■ **Entries drawn from a collection**
◇ ◇ ◇ ◇ ◇

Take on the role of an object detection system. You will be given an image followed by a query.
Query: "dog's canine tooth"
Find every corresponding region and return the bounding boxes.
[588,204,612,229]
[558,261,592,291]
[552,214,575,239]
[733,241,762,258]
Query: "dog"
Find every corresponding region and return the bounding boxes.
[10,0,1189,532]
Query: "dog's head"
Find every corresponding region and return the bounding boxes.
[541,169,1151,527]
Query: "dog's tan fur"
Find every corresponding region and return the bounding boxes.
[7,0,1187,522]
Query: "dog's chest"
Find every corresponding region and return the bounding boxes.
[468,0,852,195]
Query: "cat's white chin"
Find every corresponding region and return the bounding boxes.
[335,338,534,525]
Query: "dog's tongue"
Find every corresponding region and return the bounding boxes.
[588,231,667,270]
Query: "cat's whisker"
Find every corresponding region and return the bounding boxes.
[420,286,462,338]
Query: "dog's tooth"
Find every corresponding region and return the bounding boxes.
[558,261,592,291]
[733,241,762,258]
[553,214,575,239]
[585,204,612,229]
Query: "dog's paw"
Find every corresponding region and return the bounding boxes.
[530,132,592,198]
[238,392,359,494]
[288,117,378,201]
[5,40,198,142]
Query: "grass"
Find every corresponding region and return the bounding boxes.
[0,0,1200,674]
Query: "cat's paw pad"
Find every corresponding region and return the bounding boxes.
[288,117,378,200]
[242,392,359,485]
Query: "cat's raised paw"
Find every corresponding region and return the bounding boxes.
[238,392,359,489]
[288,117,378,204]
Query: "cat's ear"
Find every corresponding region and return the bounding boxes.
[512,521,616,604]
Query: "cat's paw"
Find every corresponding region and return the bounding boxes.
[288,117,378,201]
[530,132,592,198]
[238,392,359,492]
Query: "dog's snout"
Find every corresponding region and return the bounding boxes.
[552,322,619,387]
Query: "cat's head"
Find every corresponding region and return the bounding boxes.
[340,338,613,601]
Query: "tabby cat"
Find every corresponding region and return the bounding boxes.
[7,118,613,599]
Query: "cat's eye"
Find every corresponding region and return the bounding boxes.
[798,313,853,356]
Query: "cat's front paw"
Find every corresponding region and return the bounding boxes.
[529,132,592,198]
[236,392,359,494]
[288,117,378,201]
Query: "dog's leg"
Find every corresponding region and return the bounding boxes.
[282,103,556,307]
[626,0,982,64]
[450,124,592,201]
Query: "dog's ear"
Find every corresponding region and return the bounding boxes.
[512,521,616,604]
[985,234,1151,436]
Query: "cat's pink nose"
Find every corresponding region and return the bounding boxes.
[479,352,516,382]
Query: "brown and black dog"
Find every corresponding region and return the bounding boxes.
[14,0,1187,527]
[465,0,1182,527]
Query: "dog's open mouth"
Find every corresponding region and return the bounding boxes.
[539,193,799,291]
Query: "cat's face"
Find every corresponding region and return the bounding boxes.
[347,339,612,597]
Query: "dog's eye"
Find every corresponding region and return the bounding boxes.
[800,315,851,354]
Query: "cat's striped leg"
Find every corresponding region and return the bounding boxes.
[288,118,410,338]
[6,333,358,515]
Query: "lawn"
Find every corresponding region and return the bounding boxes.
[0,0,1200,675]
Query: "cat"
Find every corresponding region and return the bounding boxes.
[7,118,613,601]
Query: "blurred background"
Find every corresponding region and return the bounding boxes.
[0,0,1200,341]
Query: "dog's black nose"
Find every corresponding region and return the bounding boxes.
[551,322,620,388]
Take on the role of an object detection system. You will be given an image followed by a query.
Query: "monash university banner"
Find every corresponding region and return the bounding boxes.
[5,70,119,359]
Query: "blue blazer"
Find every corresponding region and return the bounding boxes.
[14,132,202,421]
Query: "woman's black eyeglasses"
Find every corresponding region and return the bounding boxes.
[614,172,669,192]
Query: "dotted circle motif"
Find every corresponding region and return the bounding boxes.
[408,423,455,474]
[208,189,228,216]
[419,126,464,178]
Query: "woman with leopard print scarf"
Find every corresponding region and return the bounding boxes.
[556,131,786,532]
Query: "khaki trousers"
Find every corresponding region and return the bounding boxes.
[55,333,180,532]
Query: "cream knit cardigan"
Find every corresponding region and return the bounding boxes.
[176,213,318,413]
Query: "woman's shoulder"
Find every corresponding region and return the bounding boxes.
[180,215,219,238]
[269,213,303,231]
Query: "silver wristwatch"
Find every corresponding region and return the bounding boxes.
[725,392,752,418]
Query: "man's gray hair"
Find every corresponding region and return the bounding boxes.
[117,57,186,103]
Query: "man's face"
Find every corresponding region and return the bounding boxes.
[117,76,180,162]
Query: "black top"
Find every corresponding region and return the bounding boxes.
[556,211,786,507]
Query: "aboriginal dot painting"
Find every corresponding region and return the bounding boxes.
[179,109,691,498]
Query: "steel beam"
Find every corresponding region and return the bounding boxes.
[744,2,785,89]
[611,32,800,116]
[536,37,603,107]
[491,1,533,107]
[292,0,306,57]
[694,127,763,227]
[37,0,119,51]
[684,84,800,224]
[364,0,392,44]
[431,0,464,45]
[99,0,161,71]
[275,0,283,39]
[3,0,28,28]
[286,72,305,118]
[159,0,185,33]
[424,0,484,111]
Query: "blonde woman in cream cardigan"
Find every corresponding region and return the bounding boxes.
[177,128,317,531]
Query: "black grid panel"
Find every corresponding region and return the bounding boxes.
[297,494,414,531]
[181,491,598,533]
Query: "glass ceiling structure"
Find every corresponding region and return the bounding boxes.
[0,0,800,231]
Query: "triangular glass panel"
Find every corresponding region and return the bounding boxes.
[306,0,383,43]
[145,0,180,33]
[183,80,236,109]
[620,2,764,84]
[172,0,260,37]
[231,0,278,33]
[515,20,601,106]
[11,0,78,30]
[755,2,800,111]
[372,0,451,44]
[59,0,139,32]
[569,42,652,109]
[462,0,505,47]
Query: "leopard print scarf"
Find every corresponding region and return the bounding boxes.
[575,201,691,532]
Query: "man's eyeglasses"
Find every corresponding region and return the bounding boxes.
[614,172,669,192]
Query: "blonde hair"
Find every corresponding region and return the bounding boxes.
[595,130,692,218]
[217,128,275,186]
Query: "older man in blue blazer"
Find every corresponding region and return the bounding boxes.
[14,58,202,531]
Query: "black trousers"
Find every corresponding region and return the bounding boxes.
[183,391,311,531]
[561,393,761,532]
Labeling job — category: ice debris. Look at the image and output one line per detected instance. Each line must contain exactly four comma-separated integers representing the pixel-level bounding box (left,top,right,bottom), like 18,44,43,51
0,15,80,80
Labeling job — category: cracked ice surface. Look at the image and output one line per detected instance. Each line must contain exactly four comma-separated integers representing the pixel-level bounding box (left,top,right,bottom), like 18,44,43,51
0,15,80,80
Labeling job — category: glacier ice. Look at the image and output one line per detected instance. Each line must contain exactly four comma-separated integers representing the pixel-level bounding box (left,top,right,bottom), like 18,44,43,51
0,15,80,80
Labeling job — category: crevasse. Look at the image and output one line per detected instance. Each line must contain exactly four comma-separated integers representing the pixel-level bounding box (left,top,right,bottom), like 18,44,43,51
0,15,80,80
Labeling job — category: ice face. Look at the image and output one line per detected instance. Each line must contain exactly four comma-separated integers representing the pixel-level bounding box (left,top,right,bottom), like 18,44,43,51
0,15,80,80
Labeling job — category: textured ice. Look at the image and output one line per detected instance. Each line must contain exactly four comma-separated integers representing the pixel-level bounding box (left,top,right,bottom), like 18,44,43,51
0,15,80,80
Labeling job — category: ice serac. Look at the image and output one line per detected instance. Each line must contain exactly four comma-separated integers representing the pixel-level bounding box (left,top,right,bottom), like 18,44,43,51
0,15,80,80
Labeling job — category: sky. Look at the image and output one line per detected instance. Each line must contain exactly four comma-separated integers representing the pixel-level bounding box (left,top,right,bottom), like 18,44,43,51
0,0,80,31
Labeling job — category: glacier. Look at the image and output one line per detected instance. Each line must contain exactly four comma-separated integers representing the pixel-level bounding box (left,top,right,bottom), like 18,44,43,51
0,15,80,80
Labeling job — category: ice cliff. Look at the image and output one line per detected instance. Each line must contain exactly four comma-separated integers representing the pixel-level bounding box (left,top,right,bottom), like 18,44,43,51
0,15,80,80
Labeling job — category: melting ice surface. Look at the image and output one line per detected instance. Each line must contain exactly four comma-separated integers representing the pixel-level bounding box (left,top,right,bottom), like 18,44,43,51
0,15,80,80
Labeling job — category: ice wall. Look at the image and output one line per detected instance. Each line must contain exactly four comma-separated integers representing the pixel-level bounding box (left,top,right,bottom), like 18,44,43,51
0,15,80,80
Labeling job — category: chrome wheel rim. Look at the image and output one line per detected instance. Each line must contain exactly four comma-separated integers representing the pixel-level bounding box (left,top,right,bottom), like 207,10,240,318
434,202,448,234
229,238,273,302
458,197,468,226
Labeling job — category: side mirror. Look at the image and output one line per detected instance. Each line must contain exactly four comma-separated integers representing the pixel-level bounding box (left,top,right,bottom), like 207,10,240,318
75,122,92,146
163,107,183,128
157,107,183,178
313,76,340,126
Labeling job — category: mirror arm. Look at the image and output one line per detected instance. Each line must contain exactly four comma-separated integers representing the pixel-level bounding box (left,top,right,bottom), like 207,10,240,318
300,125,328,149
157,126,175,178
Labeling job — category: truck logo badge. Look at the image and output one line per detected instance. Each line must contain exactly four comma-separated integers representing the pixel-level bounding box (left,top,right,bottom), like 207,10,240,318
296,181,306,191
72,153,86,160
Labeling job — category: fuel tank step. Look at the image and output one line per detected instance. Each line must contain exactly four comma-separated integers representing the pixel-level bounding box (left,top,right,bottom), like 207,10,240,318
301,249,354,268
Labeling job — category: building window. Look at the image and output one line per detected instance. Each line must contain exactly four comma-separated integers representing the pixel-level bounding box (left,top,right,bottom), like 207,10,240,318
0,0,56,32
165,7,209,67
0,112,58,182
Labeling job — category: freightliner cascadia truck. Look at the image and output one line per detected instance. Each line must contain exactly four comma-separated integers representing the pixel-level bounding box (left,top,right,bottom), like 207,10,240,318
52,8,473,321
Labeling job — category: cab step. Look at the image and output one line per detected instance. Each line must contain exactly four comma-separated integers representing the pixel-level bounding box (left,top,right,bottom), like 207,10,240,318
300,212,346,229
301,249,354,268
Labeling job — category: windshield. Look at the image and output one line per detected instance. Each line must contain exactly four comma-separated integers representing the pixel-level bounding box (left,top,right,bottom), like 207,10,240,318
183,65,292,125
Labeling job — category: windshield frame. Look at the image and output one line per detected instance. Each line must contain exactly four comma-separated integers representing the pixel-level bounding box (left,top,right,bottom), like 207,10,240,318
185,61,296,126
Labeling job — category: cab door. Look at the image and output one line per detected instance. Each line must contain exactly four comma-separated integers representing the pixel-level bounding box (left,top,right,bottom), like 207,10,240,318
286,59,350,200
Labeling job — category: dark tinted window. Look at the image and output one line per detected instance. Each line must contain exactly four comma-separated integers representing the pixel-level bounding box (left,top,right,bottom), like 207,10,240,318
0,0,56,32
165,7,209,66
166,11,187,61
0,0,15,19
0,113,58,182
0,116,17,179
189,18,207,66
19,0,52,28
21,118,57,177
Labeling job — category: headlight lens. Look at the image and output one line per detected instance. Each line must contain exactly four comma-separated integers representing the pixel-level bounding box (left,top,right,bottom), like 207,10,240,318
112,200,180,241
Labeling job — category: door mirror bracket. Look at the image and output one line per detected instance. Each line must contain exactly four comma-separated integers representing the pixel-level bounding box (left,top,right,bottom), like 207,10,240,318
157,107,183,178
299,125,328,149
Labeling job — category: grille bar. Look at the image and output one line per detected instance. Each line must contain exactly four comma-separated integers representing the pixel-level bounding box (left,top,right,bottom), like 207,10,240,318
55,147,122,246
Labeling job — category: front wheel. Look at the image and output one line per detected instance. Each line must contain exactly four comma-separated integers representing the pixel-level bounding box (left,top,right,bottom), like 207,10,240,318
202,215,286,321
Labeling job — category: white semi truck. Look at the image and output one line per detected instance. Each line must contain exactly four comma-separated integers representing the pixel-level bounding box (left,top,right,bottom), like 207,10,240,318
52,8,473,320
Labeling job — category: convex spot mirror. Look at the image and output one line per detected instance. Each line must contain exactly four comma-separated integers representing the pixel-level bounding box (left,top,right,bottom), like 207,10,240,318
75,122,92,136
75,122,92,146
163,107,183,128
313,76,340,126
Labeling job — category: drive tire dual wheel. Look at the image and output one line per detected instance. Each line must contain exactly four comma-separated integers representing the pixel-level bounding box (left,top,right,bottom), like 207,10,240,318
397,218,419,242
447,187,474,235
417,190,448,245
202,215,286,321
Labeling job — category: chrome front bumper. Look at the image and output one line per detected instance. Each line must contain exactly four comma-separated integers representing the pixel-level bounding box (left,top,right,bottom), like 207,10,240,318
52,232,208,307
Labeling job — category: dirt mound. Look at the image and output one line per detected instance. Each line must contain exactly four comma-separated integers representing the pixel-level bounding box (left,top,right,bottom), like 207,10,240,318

◇ ◇ ◇ ◇ ◇

■ **Objective**
Pick out each line in the records above that contains the word "hair", and copy every such line in full.

■ **The result**
Query: "man's gray hair"
Query: "blonde hair"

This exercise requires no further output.